[TEXT]

Star Casting Brings an Edgy New Play to B'way

Earlier today we had some buzz of one Broadway show recruiting porn star Jenna Jameson to keep alive.  Now we hear of a quite different case of star casting that is apparently making it possible for an acclaimed new American play to have a rare NYC premiere on Broadway.

You may recall Rajiv Joseph's Bengal Tiger at the Baghdad Zoo, a play that premiered here in a workshop then got a well received production in L.A. directed by Moises Kaufman. That staging led to a nomination for the Pulitzer--a nomination outright ignored by the governing board, who overruled the drama jury to award a more successful Broadway show that, I think, shouldn't even have been eligible that year, having premiered the previous season.

Now, as if heeding the lesson that only Broadway counts in the US cultural marketplace, supporters of the play are determined to get it there at all costs.  Hence today's star casting in the title role of the "Tiger"...Robin Williams.

Needless to say, Robin Williams is no Jenna Jameson.  (In many, many ways.)  He once upon a time was a good actor, before an inexplicable string of family comedies rendered his name almost nauseating to anyone who once appreciated his gifts. And while this will be his Broadway debut, technically, he did star in that famous Off Broadway Godot twenty years ago, and did train as a Juilliard stage actor.

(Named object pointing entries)
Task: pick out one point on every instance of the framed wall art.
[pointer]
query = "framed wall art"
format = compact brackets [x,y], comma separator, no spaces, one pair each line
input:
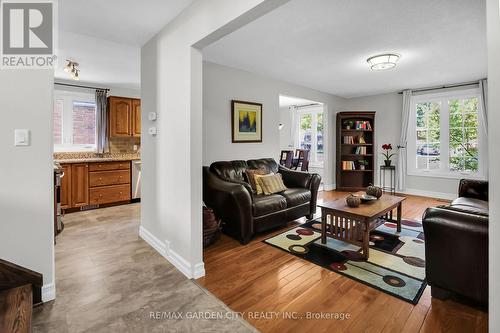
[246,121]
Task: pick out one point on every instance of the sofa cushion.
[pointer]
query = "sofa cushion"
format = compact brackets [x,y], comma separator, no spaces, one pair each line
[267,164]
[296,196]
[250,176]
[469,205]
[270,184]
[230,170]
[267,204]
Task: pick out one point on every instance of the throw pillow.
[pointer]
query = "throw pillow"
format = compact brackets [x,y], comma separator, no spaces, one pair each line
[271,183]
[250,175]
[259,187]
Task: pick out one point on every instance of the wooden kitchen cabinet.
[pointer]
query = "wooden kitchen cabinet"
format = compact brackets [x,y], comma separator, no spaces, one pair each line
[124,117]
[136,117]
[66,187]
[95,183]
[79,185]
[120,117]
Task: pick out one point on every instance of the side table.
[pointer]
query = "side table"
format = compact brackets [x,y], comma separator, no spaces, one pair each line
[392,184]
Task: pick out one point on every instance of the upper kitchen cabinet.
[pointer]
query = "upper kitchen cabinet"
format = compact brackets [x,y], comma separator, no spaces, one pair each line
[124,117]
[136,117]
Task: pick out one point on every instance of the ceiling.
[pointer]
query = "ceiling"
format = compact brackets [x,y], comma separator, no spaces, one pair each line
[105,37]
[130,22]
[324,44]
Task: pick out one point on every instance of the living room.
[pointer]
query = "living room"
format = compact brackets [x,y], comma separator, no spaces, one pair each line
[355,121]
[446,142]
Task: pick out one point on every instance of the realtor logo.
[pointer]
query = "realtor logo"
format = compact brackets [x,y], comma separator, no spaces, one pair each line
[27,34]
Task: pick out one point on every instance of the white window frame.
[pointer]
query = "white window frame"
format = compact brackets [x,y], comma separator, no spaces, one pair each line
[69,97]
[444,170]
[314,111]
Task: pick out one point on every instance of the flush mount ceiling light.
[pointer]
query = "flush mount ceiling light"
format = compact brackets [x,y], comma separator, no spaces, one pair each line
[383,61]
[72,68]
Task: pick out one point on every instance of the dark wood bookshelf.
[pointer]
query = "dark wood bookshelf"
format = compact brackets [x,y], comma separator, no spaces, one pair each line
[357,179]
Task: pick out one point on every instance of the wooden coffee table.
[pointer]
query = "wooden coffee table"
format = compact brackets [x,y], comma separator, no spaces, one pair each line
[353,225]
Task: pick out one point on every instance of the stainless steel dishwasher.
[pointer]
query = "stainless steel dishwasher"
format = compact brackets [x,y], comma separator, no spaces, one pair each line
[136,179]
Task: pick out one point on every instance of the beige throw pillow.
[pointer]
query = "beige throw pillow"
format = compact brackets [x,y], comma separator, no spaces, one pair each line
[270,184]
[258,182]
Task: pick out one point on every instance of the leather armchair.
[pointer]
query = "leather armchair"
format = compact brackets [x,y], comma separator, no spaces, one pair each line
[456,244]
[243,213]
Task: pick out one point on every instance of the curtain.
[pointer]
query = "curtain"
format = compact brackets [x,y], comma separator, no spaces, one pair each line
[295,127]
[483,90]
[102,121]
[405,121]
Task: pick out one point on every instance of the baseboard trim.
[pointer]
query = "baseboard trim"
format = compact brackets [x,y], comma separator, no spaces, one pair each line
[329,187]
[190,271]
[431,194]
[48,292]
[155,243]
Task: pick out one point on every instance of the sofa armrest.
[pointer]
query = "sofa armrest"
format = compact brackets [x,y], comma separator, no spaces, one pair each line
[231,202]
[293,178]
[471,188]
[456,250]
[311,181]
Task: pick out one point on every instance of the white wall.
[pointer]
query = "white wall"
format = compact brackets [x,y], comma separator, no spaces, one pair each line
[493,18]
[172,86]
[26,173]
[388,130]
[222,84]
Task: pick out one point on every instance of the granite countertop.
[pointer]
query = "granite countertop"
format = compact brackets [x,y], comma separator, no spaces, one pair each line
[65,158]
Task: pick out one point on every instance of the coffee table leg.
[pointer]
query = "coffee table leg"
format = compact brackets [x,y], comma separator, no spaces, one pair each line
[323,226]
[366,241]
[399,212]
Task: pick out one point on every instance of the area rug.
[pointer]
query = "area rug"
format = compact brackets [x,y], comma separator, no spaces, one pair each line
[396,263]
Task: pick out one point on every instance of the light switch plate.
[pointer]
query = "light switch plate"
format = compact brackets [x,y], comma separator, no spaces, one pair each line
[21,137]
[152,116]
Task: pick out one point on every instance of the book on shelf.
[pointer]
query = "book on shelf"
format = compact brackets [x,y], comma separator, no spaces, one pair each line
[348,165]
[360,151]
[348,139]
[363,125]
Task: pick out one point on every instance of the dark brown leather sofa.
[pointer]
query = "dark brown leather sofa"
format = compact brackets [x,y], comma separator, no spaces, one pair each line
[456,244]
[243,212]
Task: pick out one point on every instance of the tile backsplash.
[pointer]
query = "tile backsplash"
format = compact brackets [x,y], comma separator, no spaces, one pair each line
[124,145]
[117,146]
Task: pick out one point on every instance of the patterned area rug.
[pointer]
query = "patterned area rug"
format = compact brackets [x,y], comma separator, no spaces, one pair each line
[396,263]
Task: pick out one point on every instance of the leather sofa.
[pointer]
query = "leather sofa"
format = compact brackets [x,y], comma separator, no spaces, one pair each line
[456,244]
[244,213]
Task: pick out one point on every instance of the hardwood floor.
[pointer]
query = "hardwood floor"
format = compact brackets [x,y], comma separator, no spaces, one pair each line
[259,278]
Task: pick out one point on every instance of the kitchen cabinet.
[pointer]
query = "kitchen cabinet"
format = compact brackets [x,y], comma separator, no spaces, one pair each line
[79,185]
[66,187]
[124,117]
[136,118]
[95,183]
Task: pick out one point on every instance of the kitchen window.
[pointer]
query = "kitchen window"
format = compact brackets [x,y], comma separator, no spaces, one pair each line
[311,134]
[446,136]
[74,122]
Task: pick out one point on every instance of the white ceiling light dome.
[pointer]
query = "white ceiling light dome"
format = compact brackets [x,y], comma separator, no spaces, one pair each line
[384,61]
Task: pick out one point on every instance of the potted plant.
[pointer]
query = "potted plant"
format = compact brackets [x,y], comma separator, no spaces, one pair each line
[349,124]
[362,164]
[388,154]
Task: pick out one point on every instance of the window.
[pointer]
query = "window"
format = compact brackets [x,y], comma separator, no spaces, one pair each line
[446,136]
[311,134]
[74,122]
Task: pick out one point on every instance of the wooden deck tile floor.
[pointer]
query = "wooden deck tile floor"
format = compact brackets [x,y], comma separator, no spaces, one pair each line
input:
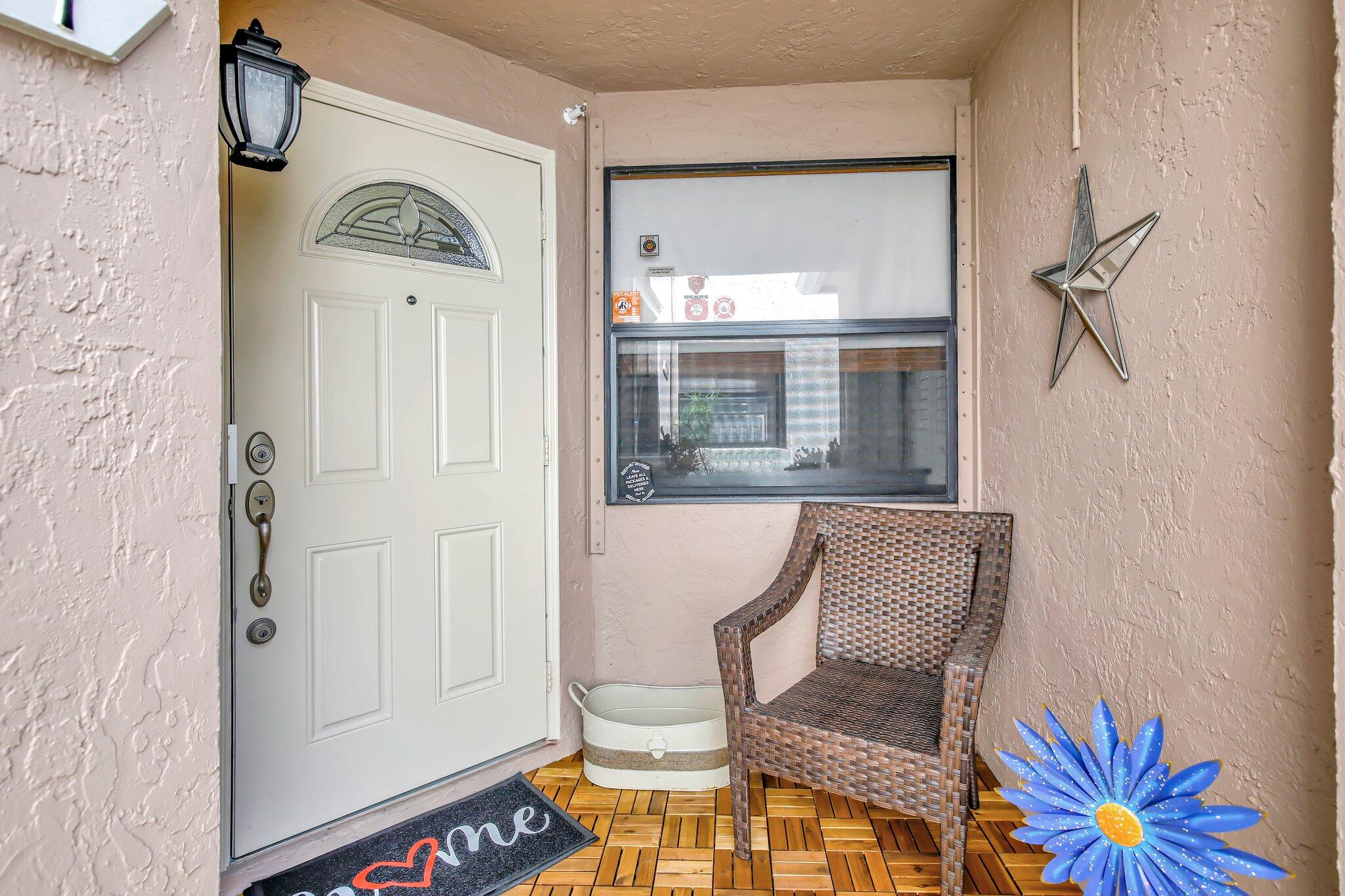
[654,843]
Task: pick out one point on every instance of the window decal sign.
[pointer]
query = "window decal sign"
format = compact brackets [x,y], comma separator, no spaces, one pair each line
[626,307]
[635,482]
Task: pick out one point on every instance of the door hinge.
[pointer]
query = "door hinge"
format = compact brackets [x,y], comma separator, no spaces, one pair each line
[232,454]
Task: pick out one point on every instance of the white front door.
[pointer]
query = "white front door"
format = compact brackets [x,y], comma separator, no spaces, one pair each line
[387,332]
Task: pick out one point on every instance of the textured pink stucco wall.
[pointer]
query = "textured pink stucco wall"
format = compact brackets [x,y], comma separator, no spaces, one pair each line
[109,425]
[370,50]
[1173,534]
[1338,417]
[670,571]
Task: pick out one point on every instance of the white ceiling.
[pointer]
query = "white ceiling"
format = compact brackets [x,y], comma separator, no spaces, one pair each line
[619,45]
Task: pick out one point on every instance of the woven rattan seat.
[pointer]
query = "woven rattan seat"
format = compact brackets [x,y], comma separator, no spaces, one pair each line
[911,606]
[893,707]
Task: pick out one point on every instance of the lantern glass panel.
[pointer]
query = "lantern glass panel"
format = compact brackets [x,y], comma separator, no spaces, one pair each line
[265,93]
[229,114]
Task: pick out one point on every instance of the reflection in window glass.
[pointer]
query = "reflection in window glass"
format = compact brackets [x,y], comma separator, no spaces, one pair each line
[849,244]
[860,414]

[TASKS TO COMPLETE]
(a) In the Broadway casting post, who directed the Los Angeles production of Bengal Tiger at the Baghdad Zoo?
(b) Repeat everything in the Broadway casting post from "Star Casting Brings" down to "premiere on Broadway.".
(c) Write the next part of the Broadway casting post, continuing from where it stops.

[RESULTS]
(a) Moises Kaufman.

(b)
Star Casting Brings an Edgy New Play to B'way

Earlier today we had some buzz of one Broadway show recruiting porn star Jenna Jameson to keep alive.  Now we hear of a quite different case of star casting that is apparently making it possible for an acclaimed new American play to have a rare NYC premiere on Broadway.

(c)
But of all things, Robin Williams is not the kind of actor who, um...disappears into the role, so to speak.  So even though I have not yet seen or read the play, and even though I understand the character of the Tiger to be a kind of comic has got to be a little concerned about this much anticipated new work getting hijacked by its star, no matter how well intentioned.

At least Kaufman is still at the helm, though, and will do his best to retain the play's integrity.  I guess it's more the audience's reaction I'm worried about--if they come expecting to see only an artsy version of the comic's latest standup act.


Matt said...

I'm curious what you think, PG, about how stars overshadow any attempt for audiences to get to know a new playwright, or even established ones for that matter. Esp. with Broadway, the writer is almost never the name in lights (unless it is Mamet or a revival). Would it even matter? Do today's audiences care who wrote the piece?

RLewis said...

And don't forget the Gurgis play that will Chris Rock. It would have been just another production at The Public, but now it's going straight to Bway.